■ Sezione di testo ■
━━━━━━━━━━━━━━━━━━━━━━━━━━━━━━

La telecronaca della partita dell'Italia contro la Corea del Nord ai mondiali inglesi del 1966 (Radio24)
La radiocronaca del gol della vittoria degli azzurri ai mondiali del 1934 (Radio24)

È stato il primo radiocronista sportivo italiano. Aveva un bel cappello alla borsalino, l'impermeabile stropicciato come Marlowe e una voce secca ed elegante che non si alzava neppure quando l'italia faceva goal. Ma la parola goal non si poteva pronunciare. Era il 1933 quando Niccolò Carosio debutta a Bologna per raccontare Italia- Germania. E Benito Mussolini, che in quel periodo comincia la sua campagna contro le plutocrazie occidentali, non ama tutte quelle parole inglesi come goal, cross, corner. Che diamine: siamo italiani o no?, tuona il duce. E Carosio, assunto dopo un provino con l'Ente italiano audizioni radiofoniche, è un ragazzo sveglio e si adegua subito all'autarchia linguistica imposta dal regime.

━━━━━━━━━━━━━━━━━━━━━━━━━━━━━━

■ Sfide ■
1. Rispondi a queste domande sul brano dedicato a Niccolò Carosio:
(a) In quale anno e in quale città debutta Carosio?
(b) Quali parole inglesi non ama Mussolini?
(c) Con quale ente viene assunto Carosio dopo un provino?
2. Trascrivi senza modifiche il tratto del brano su Carosio che va da "La radiocronaca del" fino a "imposta dal regime.".
L'elenco che segue non ha alcun ruolo in questo lavoro.

■ Voci del dataset ■
━━━━━━━━━━━━━━━━━━━━━━━━━━━━━━

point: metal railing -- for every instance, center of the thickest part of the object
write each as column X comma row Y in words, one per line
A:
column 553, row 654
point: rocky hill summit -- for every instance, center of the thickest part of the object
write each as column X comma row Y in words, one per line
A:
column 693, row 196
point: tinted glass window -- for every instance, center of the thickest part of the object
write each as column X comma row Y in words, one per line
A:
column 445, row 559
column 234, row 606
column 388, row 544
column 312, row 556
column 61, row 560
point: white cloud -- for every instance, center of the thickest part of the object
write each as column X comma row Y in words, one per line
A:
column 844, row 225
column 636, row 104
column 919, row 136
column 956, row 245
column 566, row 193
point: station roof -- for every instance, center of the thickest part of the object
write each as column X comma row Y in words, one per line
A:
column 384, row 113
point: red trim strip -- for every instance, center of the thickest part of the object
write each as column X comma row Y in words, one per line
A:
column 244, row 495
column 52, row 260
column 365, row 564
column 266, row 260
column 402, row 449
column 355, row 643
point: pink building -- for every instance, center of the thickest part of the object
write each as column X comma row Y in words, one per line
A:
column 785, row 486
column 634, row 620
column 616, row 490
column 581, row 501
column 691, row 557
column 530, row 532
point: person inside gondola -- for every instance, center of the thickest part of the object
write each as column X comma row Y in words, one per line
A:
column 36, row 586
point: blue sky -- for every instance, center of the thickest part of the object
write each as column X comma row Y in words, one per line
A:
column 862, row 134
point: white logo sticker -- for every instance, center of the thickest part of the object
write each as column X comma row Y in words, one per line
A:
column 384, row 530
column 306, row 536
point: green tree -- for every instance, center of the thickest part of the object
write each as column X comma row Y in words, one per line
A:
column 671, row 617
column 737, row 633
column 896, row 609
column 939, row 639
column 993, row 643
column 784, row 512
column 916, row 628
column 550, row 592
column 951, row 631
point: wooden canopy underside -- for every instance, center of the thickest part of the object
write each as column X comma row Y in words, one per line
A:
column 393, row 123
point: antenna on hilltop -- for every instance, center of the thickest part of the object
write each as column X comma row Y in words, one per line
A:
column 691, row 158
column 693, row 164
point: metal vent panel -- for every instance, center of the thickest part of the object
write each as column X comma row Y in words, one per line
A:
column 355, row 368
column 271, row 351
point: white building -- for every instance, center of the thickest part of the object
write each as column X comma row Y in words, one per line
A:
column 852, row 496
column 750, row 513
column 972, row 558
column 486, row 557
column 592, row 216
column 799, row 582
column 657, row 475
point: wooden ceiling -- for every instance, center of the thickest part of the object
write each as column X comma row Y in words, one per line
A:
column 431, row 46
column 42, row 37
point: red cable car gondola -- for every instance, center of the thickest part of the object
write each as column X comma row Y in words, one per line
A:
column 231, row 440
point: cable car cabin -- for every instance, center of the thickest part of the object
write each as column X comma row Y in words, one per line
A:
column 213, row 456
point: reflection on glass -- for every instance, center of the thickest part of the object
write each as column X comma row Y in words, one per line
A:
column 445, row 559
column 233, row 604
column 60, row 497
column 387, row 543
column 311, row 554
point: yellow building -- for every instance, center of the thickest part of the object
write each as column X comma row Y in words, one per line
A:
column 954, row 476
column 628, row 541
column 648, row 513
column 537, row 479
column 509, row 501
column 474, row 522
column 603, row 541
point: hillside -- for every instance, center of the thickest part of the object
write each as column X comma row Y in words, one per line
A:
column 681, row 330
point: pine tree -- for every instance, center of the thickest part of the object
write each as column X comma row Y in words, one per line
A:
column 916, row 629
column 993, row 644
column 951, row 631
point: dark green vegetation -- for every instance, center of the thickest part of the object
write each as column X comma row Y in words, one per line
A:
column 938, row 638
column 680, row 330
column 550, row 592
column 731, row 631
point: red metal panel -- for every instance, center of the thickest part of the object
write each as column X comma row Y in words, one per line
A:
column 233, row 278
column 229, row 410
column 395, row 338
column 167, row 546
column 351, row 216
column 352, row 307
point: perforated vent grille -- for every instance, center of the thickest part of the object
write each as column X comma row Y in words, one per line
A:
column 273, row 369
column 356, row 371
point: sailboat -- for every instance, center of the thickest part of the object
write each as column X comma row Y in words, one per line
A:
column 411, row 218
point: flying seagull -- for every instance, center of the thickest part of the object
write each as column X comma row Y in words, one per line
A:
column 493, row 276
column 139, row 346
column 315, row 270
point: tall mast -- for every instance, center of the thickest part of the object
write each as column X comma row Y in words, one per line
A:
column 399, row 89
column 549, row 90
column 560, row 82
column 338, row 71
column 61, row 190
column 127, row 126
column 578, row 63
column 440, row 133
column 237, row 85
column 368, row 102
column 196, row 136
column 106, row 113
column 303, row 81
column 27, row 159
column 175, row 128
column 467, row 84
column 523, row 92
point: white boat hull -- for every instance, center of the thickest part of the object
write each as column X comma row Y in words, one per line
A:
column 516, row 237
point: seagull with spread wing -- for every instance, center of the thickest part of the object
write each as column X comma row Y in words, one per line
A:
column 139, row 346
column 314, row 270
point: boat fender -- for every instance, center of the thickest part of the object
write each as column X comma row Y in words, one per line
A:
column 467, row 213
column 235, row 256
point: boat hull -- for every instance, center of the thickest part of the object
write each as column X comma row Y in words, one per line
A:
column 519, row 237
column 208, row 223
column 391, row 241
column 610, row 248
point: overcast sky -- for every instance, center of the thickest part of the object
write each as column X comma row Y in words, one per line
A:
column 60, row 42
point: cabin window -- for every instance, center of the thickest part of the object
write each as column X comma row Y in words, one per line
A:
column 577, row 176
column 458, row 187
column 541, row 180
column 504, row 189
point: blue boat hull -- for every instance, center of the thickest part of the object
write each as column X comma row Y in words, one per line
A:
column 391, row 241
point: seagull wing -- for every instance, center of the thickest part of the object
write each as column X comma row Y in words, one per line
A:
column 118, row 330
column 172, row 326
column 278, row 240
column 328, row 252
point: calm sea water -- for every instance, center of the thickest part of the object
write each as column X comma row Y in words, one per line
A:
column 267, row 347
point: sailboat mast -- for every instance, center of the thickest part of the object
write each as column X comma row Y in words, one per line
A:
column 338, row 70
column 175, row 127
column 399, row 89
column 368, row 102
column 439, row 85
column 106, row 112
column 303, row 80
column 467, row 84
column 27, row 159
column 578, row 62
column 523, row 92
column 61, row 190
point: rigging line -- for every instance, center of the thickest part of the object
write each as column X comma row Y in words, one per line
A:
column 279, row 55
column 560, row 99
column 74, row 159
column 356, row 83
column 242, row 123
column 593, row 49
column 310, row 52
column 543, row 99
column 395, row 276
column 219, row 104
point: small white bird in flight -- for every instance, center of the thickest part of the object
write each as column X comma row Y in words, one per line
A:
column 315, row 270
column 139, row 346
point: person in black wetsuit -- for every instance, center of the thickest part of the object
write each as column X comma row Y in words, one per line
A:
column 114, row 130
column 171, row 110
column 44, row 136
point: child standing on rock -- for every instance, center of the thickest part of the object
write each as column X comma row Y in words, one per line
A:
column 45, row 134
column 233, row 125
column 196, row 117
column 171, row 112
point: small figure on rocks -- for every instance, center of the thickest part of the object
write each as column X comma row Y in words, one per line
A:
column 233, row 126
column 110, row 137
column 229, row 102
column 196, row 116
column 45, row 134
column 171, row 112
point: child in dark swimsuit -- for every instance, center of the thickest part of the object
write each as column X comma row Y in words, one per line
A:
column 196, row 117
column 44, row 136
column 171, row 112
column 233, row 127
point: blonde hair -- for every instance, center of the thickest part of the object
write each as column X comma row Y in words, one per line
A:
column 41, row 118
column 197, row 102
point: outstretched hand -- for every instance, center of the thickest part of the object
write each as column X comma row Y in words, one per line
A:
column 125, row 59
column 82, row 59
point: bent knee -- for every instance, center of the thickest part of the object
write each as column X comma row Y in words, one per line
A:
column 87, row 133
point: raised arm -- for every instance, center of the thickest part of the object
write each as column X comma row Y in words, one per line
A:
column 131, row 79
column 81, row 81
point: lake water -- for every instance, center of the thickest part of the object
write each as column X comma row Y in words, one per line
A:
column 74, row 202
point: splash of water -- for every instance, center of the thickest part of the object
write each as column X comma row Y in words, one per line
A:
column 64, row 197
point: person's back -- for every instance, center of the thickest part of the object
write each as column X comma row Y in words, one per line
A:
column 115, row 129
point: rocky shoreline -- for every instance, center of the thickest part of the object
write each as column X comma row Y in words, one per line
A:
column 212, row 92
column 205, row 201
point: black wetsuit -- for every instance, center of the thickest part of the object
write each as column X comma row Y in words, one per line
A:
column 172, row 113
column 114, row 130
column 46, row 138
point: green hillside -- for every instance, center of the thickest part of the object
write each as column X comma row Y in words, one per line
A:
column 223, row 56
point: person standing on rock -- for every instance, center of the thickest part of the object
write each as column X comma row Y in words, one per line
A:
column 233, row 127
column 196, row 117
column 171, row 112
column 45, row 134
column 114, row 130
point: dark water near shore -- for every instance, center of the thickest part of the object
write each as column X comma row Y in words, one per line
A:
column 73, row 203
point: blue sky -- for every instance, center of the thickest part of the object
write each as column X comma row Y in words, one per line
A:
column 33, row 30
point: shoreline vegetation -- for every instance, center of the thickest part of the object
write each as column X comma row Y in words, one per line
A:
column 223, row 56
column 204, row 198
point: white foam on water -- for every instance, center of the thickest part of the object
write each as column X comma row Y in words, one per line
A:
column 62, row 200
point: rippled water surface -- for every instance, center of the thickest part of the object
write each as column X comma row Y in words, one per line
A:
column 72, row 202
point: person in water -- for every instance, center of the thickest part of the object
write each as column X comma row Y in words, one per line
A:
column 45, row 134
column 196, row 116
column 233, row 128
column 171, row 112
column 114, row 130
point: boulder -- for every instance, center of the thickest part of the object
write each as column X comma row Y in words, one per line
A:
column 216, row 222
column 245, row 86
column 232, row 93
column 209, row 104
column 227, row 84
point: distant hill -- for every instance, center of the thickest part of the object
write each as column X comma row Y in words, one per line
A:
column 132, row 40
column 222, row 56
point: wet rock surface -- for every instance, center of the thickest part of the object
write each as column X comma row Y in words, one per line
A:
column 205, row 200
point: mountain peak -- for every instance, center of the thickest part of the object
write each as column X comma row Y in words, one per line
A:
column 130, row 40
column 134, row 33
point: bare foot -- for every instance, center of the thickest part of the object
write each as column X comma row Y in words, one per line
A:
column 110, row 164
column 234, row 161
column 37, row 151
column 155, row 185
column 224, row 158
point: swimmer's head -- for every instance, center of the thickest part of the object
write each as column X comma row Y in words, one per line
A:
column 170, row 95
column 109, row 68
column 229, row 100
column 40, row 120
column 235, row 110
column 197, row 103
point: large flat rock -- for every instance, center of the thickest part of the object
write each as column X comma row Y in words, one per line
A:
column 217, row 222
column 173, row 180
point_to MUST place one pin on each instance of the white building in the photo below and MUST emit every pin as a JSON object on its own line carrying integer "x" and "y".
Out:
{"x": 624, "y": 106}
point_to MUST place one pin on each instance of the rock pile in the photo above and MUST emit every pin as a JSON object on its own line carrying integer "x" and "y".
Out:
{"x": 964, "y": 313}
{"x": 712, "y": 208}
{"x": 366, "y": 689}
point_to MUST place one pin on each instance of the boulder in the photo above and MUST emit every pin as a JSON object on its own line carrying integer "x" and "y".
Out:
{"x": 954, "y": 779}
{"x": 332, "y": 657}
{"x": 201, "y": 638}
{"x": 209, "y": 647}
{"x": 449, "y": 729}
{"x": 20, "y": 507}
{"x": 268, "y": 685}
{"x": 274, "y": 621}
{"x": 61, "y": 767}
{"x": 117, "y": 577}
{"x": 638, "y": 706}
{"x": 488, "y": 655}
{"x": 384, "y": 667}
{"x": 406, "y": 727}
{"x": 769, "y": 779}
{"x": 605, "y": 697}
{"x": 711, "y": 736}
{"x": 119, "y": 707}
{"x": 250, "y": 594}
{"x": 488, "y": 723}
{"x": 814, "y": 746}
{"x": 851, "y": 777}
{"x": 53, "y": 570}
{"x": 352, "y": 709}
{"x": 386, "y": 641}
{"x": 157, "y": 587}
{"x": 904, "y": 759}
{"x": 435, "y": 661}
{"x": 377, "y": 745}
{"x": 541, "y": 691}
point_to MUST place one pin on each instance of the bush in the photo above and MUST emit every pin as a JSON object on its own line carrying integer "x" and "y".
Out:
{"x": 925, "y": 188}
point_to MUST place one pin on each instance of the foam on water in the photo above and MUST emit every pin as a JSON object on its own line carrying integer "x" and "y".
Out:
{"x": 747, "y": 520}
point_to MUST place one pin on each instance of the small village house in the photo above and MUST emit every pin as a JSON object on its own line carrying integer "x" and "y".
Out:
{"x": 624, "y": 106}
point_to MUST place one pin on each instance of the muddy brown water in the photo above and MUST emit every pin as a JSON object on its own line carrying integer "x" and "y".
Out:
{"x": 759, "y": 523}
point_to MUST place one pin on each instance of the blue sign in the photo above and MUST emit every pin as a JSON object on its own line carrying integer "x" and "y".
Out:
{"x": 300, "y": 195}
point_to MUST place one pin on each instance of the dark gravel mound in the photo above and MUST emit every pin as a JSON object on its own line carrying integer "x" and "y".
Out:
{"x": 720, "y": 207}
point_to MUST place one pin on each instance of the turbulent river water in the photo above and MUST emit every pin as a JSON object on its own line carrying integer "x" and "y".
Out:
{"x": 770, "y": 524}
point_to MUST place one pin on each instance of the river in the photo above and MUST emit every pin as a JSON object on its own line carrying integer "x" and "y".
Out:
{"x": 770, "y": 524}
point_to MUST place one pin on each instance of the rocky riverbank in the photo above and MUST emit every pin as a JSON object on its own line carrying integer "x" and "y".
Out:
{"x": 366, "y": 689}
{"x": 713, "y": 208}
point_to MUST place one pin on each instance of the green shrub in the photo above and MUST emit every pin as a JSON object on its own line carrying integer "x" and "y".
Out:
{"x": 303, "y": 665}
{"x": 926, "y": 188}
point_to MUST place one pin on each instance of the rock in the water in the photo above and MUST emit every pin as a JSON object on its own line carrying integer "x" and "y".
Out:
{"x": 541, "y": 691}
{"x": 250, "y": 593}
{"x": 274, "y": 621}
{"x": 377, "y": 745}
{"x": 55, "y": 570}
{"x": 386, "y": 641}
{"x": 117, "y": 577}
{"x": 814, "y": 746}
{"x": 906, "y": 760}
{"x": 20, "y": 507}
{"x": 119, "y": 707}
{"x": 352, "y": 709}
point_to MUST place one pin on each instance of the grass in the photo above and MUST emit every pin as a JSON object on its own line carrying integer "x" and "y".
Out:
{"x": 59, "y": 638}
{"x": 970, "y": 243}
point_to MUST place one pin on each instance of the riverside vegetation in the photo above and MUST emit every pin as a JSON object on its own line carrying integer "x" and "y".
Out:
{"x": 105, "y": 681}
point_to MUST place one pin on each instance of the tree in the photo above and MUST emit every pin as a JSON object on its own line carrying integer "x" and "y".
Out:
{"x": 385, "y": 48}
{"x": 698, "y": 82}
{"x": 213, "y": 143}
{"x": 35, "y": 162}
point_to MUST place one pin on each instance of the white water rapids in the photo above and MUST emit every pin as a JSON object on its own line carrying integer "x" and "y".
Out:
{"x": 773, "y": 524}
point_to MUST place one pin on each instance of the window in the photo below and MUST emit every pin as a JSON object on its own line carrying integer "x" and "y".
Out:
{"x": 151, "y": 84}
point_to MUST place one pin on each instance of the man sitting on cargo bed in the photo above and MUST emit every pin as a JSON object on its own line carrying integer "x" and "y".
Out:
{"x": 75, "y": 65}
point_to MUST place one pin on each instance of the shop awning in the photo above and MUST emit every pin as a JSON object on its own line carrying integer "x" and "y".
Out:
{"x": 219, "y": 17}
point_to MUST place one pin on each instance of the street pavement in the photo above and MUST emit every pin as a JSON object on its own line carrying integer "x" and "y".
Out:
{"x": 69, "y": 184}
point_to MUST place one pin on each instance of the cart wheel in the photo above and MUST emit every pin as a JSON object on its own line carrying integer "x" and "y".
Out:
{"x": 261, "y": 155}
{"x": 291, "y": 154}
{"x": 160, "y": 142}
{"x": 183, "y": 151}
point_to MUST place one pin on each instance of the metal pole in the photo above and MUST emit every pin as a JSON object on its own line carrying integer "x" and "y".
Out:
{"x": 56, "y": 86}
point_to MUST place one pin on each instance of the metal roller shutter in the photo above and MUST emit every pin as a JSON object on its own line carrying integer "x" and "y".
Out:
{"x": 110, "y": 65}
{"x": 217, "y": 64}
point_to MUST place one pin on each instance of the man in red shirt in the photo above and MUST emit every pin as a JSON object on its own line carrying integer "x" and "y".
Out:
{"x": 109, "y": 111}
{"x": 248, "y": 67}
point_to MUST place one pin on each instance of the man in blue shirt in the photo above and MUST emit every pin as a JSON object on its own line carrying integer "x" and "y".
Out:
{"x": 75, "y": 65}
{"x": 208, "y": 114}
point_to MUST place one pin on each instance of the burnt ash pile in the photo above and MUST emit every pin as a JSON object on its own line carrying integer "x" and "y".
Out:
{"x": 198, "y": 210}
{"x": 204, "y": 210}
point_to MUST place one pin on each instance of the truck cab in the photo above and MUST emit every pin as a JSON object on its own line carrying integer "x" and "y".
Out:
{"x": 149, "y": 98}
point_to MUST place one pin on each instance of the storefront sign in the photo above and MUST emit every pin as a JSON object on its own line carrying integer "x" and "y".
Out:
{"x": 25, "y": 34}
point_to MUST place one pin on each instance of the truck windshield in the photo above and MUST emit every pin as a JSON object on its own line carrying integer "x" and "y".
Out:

━━━━━━━━━━━━━━━━━━━━━━━━━━━━━━

■ Risposte ■
1.
(a) Nel 1933, a Bologna.
(b) Goal, cross e corner.
(c) Con l'Ente italiano audizioni radiofoniche.

2.
La radiocronaca del gol della vittoria degli azzurri ai mondiali del 1934 (Radio24)

È stato il primo radiocronista sportivo italiano. Aveva un bel cappello alla borsalino, l'impermeabile stropicciato come Marlowe e una voce secca ed elegante che non si alzava neppure quando l'italia faceva goal. Ma la parola goal non si poteva pronunciare. Era il 1933 quando Niccolò Carosio debutta a Bologna per raccontare Italia- Germania. E Benito Mussolini, che in quel periodo comincia la sua campagna contro le plutocrazie occidentali, non ama tutte quelle parole inglesi come goal, cross, corner. Che diamine: siamo italiani o no?, tuona il duce. E Carosio, assunto dopo un provino con l'Ente italiano audizioni radiofoniche, è un ragazzo sveglio e si adegua subito all'autarchia linguistica imposta dal regime.